PROBLEM REQUIREMENTS
Check every line of the entries below for the word "dashboard", and copy the ones that have it.

[Records drawn from a dataset]
-- Opening Marker --
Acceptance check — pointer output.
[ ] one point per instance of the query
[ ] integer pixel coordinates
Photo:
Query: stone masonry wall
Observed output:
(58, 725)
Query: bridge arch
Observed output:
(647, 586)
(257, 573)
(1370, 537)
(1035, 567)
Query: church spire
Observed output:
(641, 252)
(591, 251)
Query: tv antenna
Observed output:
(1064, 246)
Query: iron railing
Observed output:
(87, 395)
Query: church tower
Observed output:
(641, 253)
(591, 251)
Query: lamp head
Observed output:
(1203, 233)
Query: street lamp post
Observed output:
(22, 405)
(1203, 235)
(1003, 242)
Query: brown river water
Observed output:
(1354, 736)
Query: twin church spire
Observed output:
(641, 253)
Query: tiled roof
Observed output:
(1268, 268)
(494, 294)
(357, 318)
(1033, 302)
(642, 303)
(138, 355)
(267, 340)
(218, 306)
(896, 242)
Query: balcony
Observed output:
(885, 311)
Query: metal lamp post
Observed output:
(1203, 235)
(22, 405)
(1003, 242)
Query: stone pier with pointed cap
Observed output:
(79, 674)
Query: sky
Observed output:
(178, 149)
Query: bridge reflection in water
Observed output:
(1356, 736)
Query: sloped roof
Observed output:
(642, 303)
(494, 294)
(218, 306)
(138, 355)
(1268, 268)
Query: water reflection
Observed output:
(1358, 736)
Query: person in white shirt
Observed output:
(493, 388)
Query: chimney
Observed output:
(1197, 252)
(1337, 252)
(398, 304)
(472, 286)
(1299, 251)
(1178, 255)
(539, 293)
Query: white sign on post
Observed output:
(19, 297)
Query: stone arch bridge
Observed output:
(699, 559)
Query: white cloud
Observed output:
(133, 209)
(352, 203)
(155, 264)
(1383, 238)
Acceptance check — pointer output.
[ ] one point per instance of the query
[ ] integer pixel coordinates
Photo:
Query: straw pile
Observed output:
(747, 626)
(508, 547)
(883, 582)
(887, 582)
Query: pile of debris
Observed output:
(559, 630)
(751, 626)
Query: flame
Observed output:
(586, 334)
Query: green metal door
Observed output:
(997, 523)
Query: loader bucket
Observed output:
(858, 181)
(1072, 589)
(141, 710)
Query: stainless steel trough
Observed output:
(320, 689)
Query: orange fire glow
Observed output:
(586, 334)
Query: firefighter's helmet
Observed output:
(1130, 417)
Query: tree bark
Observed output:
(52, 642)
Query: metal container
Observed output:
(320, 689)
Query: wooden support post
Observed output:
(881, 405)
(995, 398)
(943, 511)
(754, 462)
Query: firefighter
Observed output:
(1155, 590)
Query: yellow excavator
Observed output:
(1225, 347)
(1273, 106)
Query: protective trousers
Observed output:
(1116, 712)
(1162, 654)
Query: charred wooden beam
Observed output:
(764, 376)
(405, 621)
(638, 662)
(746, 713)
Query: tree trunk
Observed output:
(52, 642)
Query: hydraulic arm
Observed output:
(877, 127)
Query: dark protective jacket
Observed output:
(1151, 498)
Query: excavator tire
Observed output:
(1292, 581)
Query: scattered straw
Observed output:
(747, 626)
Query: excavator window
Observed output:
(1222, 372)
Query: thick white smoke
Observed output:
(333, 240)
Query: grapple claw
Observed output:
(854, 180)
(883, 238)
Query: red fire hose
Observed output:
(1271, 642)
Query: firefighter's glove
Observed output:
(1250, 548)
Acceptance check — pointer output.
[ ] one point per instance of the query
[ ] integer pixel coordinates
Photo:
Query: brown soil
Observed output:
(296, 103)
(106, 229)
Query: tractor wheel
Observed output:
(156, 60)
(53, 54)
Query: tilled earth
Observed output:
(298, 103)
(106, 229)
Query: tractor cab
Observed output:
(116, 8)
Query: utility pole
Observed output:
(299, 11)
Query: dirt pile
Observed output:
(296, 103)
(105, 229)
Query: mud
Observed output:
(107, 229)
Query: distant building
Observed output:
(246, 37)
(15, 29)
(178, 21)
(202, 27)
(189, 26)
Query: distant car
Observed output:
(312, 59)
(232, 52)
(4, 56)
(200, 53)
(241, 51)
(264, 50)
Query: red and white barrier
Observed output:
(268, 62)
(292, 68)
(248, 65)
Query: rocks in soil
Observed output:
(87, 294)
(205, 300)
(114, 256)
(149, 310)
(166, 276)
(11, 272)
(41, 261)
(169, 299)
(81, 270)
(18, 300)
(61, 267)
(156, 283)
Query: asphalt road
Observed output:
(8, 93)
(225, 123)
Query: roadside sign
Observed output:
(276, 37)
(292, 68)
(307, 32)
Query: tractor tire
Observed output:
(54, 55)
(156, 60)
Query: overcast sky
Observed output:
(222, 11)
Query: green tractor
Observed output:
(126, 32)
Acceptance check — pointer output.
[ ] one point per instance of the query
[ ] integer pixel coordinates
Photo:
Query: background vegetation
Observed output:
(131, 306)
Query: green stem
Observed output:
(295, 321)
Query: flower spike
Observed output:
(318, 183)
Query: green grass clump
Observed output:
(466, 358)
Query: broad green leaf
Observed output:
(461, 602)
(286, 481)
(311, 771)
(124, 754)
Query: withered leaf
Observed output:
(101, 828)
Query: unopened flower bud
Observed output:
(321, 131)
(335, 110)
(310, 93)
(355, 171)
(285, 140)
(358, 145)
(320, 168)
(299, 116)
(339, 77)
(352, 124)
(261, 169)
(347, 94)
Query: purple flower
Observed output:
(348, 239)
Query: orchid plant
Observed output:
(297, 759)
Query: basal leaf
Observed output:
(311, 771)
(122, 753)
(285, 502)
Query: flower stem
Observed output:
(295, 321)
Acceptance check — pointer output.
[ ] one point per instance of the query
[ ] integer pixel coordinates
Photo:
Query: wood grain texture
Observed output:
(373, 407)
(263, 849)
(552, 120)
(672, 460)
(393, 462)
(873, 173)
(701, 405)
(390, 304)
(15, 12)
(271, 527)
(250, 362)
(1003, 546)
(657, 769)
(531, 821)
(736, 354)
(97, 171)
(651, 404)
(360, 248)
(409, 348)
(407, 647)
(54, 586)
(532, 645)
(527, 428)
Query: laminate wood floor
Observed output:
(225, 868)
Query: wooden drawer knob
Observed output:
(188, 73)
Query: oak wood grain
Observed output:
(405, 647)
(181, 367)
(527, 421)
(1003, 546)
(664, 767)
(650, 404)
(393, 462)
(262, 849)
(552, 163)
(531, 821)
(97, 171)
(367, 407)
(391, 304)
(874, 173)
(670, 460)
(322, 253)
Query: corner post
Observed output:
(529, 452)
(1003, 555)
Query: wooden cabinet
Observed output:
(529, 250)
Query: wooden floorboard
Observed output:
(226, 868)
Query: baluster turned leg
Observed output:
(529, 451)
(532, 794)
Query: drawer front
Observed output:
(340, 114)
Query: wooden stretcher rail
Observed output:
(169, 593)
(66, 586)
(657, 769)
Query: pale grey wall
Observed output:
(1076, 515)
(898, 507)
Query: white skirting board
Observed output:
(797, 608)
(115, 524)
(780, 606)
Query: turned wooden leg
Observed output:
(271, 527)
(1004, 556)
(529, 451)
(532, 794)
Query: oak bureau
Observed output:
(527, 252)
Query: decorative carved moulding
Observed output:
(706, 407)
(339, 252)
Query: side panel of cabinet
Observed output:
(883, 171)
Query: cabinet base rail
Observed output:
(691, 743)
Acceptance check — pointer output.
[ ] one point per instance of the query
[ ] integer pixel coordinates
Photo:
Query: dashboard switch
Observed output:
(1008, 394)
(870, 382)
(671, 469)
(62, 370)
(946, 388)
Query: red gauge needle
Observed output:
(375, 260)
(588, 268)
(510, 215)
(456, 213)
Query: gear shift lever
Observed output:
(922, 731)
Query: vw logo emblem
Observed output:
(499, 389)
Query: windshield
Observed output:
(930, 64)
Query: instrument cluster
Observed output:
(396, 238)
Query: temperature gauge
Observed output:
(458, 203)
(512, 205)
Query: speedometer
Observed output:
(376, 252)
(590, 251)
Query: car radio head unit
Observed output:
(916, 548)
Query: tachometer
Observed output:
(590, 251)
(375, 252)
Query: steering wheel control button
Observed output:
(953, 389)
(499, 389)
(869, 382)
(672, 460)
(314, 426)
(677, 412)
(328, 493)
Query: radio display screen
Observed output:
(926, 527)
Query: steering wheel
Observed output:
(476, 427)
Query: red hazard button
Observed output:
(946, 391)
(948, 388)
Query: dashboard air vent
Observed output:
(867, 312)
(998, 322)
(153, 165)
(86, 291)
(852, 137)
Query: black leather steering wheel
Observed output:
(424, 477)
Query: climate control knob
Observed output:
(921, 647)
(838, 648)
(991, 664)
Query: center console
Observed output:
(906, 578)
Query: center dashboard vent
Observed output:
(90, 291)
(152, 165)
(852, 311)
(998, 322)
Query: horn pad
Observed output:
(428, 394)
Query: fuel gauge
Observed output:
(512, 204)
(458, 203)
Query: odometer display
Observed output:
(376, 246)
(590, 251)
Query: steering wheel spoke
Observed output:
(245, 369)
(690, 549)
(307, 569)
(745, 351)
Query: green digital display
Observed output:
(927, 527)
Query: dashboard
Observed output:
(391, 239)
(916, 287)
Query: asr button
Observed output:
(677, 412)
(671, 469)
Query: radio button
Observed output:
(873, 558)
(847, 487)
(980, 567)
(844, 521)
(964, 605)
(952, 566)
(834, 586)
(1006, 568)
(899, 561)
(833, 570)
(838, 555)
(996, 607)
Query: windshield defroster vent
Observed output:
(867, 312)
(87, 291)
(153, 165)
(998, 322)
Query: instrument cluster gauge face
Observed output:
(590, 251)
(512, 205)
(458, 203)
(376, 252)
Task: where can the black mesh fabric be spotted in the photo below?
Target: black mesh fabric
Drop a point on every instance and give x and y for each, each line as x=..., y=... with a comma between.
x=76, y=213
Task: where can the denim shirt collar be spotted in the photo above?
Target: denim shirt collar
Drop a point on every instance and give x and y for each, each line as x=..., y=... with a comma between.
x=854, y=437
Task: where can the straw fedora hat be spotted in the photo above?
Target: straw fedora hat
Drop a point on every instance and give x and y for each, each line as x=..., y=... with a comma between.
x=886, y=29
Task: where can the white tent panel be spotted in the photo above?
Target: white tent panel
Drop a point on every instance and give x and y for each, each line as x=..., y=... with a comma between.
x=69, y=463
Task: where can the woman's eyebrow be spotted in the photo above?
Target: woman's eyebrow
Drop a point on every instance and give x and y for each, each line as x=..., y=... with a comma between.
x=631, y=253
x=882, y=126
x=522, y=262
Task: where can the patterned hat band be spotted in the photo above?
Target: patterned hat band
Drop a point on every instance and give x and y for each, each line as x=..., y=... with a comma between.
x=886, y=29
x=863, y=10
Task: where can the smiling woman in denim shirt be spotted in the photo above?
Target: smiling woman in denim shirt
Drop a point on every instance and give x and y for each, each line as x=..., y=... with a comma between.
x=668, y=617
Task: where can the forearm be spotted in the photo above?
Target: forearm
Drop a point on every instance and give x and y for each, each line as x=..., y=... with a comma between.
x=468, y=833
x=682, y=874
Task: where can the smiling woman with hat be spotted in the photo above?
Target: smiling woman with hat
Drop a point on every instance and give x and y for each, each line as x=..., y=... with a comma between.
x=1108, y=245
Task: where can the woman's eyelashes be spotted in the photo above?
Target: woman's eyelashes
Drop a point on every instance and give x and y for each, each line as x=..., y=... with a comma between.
-- Closing Marker --
FINISHED TASK
Query: dashboard switch
Query: dashboard air vent
Query: center dashboard vent
Query: dashboard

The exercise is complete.